Set down each line of the material that follows, exactly, with no pictures.

*** RECORDED INFORMATION

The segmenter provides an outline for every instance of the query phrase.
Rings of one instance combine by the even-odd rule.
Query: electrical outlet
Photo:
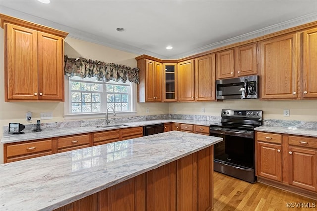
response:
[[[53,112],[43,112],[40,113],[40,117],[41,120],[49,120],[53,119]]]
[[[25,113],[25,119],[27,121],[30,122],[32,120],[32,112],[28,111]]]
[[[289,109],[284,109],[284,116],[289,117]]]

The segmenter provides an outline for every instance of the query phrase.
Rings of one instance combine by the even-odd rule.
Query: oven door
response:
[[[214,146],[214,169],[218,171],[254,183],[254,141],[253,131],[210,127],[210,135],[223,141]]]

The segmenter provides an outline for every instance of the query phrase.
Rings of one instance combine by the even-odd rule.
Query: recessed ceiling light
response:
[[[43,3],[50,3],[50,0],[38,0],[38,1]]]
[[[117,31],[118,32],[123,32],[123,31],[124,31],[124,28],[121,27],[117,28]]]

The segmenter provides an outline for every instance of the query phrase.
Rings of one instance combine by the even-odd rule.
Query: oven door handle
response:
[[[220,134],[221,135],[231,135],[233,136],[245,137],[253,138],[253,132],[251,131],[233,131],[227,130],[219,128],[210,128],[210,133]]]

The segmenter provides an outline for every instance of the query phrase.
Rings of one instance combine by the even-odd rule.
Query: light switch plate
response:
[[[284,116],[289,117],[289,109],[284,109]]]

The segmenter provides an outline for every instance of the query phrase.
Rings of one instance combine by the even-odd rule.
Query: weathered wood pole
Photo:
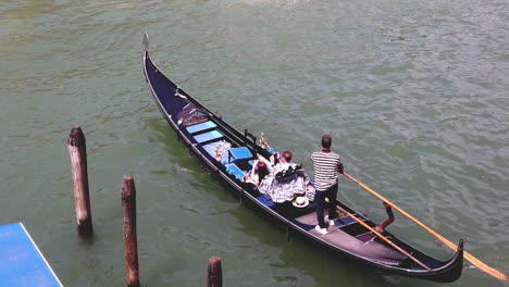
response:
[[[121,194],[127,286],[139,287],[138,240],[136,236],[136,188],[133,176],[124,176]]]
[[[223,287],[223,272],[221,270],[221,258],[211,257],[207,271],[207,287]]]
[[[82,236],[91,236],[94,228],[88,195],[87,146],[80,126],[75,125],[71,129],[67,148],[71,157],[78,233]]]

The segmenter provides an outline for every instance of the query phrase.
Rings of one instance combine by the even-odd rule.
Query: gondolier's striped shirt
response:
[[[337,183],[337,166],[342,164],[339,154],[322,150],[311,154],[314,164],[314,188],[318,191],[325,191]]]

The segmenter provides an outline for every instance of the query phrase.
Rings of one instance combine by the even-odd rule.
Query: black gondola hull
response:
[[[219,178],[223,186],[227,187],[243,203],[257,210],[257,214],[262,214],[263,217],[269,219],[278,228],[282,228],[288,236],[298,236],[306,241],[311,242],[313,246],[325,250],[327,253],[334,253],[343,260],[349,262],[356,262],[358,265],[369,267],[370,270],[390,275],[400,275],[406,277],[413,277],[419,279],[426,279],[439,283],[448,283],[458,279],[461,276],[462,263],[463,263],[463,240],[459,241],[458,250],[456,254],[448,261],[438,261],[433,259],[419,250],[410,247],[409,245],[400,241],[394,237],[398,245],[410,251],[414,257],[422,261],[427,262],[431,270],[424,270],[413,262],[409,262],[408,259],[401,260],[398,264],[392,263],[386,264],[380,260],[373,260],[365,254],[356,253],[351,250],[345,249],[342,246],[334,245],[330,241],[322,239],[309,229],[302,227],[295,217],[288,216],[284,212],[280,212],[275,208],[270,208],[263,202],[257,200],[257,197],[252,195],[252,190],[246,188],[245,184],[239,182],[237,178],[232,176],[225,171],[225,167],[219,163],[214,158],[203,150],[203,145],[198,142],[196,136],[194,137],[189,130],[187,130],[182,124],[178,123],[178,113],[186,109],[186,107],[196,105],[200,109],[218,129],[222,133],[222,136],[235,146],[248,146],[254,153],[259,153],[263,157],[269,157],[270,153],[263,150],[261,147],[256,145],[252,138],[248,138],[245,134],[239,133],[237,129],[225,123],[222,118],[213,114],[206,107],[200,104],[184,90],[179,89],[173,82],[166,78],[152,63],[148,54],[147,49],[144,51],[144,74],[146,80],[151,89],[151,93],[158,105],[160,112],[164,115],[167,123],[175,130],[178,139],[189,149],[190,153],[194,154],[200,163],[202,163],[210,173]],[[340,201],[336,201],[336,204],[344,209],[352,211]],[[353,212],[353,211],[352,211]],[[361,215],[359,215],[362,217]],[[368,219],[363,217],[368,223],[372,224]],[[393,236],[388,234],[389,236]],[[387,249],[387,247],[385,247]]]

******

ANSWER FOR THIS EXERCISE:
The segmenter provides an outline for every instance of the query phrase.
Rings of one instance combine by the even-odd rule.
Query: electrical outlet
Photo:
response:
[[[53,112],[43,112],[40,113],[40,117],[41,120],[49,120],[53,119]]]
[[[25,113],[25,119],[27,121],[30,122],[32,120],[32,112],[28,111]]]
[[[289,109],[284,109],[284,116],[289,117]]]

The segmenter provides an outline for every instance of the query phrase.
Rings of one instance combine by the even-odd rule.
Query: oven door
response:
[[[214,146],[214,169],[218,171],[254,183],[254,141],[253,131],[210,127],[210,135],[223,141]]]

The segmenter provides an outline for every instance of the query phrase.
Rings of one instance combine by the even-odd rule.
Query: recessed ceiling light
response:
[[[43,3],[50,3],[50,0],[38,0],[38,1]]]
[[[117,31],[118,32],[123,32],[123,31],[124,31],[124,28],[121,27],[117,28]]]

The segmenter provides an outline for every instance of the query phrase.
Rings of one instance combine by the even-odd rule.
Query: oven door handle
response:
[[[220,134],[221,135],[231,135],[233,136],[245,137],[253,138],[253,132],[251,131],[233,131],[227,130],[219,128],[210,128],[210,133]]]

The segmenter provides an outline for every instance of the query phrase.
Rings of one instance combine by the even-odd rule.
Query: light switch plate
response:
[[[284,116],[289,117],[289,109],[284,109]]]

The segmenter provides an outline for every instance of the query phrase.
Rings of one instance combine by the even-odd rule.
Query: weathered wood pole
Photo:
response:
[[[121,194],[127,286],[139,287],[138,240],[136,236],[136,188],[133,176],[124,176]]]
[[[223,287],[223,272],[221,270],[221,258],[211,257],[207,271],[207,287]]]
[[[82,236],[91,236],[94,228],[88,195],[87,146],[80,126],[75,125],[71,129],[67,148],[71,157],[78,233]]]

The segmenter provides an outline for every instance of the query phrase.
Rings of one instance combine by the even-odd rule.
Query: gondolier's striped shirt
response:
[[[337,183],[337,166],[342,164],[339,154],[322,150],[311,154],[314,164],[314,188],[318,191],[325,191]]]

The segmenter provides an outline for every instance of the query phrase.
Rings of one instance combine by the even-odd rule.
Query: black gondola hull
response:
[[[219,178],[223,186],[227,187],[243,203],[257,210],[257,214],[262,214],[263,217],[269,219],[278,228],[282,228],[288,236],[298,236],[306,241],[311,242],[313,246],[325,250],[327,253],[334,253],[343,260],[349,262],[356,262],[358,265],[369,267],[370,270],[390,275],[400,275],[406,277],[413,277],[419,279],[426,279],[439,283],[448,283],[458,279],[461,276],[462,263],[463,263],[463,240],[459,241],[458,250],[456,254],[448,261],[438,261],[433,259],[419,250],[410,247],[409,245],[400,241],[394,237],[398,245],[410,251],[414,257],[422,261],[427,262],[431,270],[424,270],[413,262],[409,262],[408,259],[401,260],[398,264],[392,263],[386,264],[380,260],[373,260],[365,254],[356,253],[351,250],[345,249],[342,246],[334,245],[330,241],[322,239],[309,229],[302,227],[295,217],[288,216],[284,212],[280,212],[275,208],[270,208],[263,202],[257,200],[257,197],[252,195],[252,190],[246,188],[245,184],[239,182],[237,178],[232,176],[225,171],[225,167],[219,163],[214,158],[203,150],[203,145],[198,142],[196,136],[194,137],[189,130],[187,130],[182,124],[178,123],[178,113],[186,109],[186,107],[196,105],[200,109],[218,129],[222,133],[222,136],[235,146],[248,146],[254,153],[259,153],[263,157],[269,157],[270,153],[263,150],[261,147],[256,145],[252,138],[248,138],[245,134],[239,133],[237,129],[225,123],[222,118],[213,114],[206,107],[200,104],[184,90],[179,89],[173,82],[166,78],[152,63],[148,54],[147,49],[144,51],[144,74],[146,80],[151,89],[151,93],[158,105],[160,112],[164,115],[167,123],[175,130],[178,139],[189,149],[190,153],[194,154],[200,163],[202,163],[210,173]],[[340,201],[336,201],[336,204],[344,209],[352,211]],[[353,212],[353,211],[352,211]],[[361,215],[359,215],[362,217]],[[368,219],[363,217],[368,223],[372,224]],[[393,236],[388,234],[389,236]],[[387,249],[387,247],[385,247]]]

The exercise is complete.